(Dataset rows showing where objects appear)
────

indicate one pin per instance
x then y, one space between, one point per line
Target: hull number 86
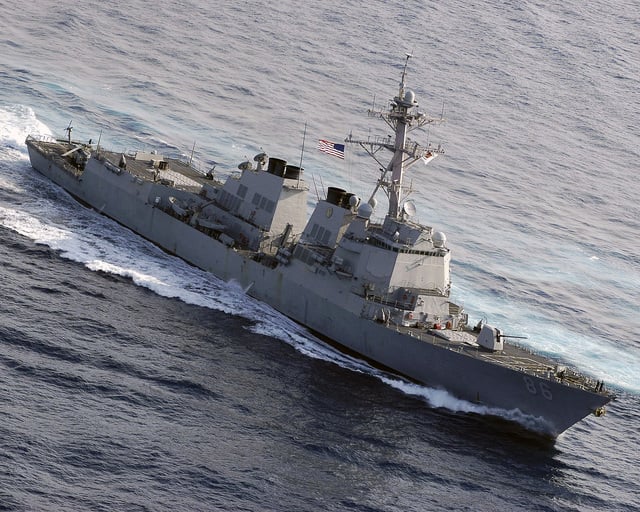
542 388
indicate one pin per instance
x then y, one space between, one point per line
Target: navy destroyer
379 288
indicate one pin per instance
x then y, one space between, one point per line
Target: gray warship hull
322 300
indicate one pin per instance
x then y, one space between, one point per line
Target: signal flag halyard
331 148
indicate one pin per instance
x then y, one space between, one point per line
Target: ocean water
132 381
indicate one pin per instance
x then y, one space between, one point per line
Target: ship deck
513 356
171 171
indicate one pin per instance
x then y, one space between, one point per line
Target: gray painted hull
330 309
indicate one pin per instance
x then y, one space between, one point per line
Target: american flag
326 146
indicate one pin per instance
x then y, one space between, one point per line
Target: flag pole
304 136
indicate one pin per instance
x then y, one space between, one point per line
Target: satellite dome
365 211
439 239
409 97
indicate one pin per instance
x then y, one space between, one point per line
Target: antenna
68 130
192 150
304 136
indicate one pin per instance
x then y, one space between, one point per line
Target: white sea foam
96 242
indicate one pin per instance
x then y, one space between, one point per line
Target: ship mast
402 117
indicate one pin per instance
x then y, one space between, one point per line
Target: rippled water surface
132 381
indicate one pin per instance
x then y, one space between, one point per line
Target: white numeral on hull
543 388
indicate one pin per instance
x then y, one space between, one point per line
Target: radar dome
365 210
439 239
409 97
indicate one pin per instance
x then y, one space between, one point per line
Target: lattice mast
402 117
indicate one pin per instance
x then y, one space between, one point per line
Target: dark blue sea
131 381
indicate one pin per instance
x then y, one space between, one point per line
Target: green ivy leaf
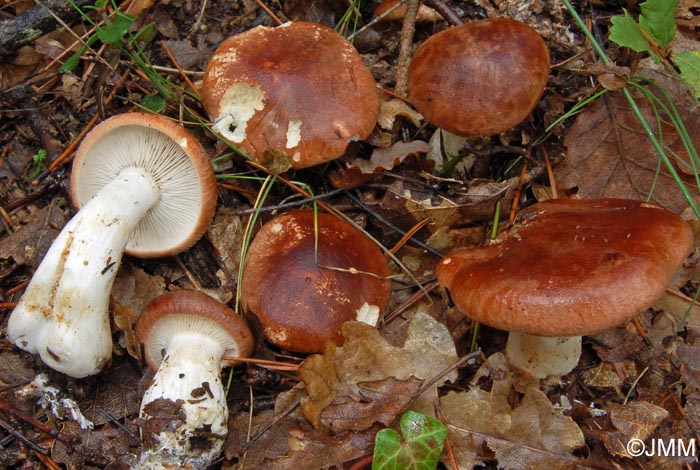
658 19
115 30
625 32
689 64
418 449
155 102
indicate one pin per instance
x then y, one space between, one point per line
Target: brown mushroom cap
172 156
302 304
300 89
480 78
570 267
192 311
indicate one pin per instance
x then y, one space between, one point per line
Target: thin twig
445 11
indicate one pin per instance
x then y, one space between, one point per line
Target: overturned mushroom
185 336
304 281
146 187
567 268
299 89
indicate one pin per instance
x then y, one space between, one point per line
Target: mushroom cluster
479 78
144 186
567 268
299 90
186 336
306 273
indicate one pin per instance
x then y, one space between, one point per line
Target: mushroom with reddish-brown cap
299 89
303 278
567 268
479 78
144 185
186 337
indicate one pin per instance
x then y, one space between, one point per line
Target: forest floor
632 382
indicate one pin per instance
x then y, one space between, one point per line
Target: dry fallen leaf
608 155
387 158
29 244
366 356
381 401
483 425
636 420
132 291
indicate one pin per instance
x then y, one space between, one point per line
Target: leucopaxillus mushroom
567 268
186 337
479 78
299 89
304 279
144 186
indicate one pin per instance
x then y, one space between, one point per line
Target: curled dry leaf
530 435
365 357
636 420
689 361
132 290
405 205
387 158
381 401
390 109
28 245
609 155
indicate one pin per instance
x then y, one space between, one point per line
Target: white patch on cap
368 314
238 105
293 133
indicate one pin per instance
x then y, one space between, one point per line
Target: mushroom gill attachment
185 336
479 78
304 279
568 268
300 89
144 186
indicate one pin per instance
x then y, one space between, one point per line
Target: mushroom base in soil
183 418
128 171
567 268
542 356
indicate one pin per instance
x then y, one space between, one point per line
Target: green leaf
658 19
689 64
418 449
625 32
155 102
115 30
146 34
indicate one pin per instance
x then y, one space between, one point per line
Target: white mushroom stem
183 411
63 314
542 356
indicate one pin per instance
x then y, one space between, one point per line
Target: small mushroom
479 78
567 268
299 89
143 184
185 336
304 281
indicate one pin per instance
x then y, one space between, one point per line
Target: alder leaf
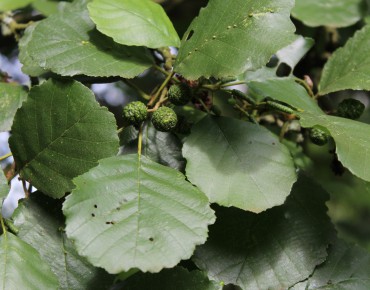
346 69
11 98
271 250
230 37
21 266
132 22
130 212
59 133
239 164
68 44
40 222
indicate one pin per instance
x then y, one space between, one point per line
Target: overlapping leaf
40 223
21 266
67 43
11 98
274 249
230 37
346 69
238 164
132 22
334 13
59 133
131 212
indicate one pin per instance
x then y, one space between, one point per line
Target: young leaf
177 278
130 212
21 266
11 98
40 222
238 164
274 249
346 69
230 37
132 22
68 44
59 133
333 13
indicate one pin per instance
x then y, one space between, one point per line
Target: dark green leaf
59 133
274 249
230 37
238 164
131 212
132 22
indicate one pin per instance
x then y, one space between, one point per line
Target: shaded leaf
11 98
271 250
131 212
177 278
21 266
238 164
40 222
348 70
334 13
59 133
132 22
76 48
226 39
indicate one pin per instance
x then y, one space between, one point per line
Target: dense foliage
238 157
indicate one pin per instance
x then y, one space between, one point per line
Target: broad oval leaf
333 13
11 98
21 266
130 212
133 22
40 222
238 164
230 37
274 249
59 133
346 69
67 43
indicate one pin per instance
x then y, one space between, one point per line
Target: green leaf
348 70
40 222
11 98
21 266
230 37
334 13
68 44
238 164
347 267
59 133
132 22
177 278
271 250
131 212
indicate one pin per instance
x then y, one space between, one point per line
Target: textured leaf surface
132 22
334 13
347 267
230 37
134 213
39 220
11 98
238 164
68 44
59 133
346 69
21 266
271 250
177 278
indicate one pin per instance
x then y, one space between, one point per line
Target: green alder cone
350 109
135 113
179 94
164 119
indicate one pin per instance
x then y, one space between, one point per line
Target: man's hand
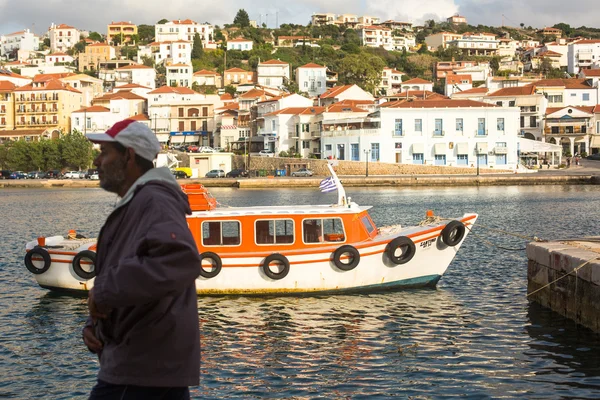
96 312
91 341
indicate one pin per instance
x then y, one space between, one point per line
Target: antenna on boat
342 200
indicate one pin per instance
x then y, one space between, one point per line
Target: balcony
565 130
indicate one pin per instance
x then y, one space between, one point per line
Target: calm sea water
475 336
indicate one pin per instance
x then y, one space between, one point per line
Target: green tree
363 70
241 18
76 150
197 49
145 33
95 36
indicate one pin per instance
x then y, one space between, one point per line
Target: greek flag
327 185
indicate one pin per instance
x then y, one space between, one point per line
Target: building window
500 124
481 126
459 124
418 125
374 151
438 131
532 122
462 159
398 127
354 155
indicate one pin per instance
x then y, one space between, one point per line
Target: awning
418 148
439 148
462 148
525 101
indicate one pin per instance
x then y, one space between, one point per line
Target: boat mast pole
342 201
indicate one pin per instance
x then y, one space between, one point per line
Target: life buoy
405 245
80 272
453 233
40 252
215 261
354 257
279 259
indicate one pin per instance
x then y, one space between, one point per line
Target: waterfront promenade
586 173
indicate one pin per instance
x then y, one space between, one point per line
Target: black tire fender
280 259
406 245
354 256
215 261
453 233
40 252
80 272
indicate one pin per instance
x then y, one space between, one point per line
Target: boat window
367 223
277 231
322 230
221 233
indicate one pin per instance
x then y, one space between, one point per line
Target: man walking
143 321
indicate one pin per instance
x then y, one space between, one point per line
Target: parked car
71 175
180 175
90 172
215 173
18 175
35 175
53 174
236 173
303 172
266 153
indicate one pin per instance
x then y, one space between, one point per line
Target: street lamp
367 152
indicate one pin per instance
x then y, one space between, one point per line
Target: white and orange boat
310 249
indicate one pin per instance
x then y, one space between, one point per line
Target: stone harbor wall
319 167
575 266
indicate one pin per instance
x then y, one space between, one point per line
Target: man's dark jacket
146 265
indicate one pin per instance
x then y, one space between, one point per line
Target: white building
58 58
136 74
185 30
240 44
21 40
376 36
312 79
63 37
273 73
179 52
207 78
440 132
583 54
179 75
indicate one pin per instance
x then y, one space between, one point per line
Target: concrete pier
565 277
348 181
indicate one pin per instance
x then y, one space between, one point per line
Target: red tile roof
93 109
273 62
335 91
442 103
169 89
514 91
416 81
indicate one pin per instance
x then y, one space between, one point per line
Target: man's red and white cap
132 134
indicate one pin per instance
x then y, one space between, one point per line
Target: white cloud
412 11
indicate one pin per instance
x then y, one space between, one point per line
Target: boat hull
310 272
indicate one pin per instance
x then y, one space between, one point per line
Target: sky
94 15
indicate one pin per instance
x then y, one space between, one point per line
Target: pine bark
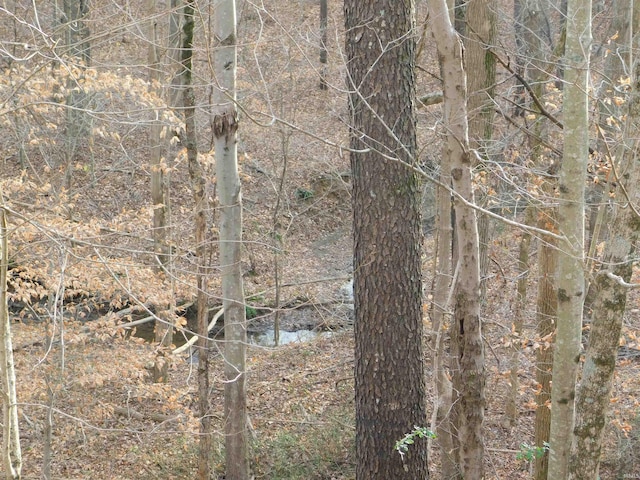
571 280
389 365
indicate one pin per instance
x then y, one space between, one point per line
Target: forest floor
109 420
86 253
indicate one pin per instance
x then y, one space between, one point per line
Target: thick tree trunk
571 281
225 125
469 373
389 365
608 309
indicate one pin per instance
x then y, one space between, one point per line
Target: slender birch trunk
570 277
469 373
11 453
225 125
593 395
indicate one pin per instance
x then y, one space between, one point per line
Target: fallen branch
156 417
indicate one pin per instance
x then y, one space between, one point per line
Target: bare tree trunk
225 126
163 330
571 281
323 46
519 313
389 361
198 184
469 373
608 310
11 452
155 145
440 317
546 308
481 63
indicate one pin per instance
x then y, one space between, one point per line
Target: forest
320 239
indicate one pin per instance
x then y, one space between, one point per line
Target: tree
11 452
612 281
479 59
466 338
389 372
570 277
225 126
196 174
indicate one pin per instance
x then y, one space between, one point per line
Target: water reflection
266 338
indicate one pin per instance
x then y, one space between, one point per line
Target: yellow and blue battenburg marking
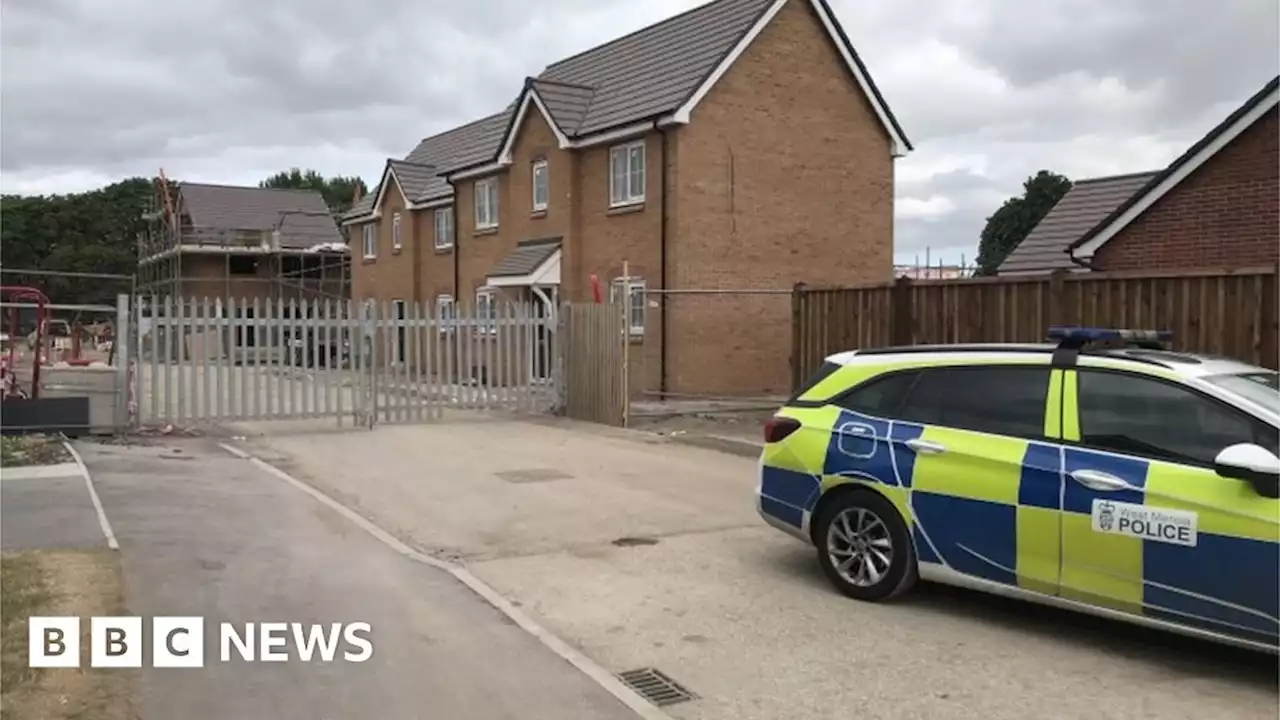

────

Prompt>
Tally the lines in the material above that contain the string "antenna". Give only the number.

Answer in full>
2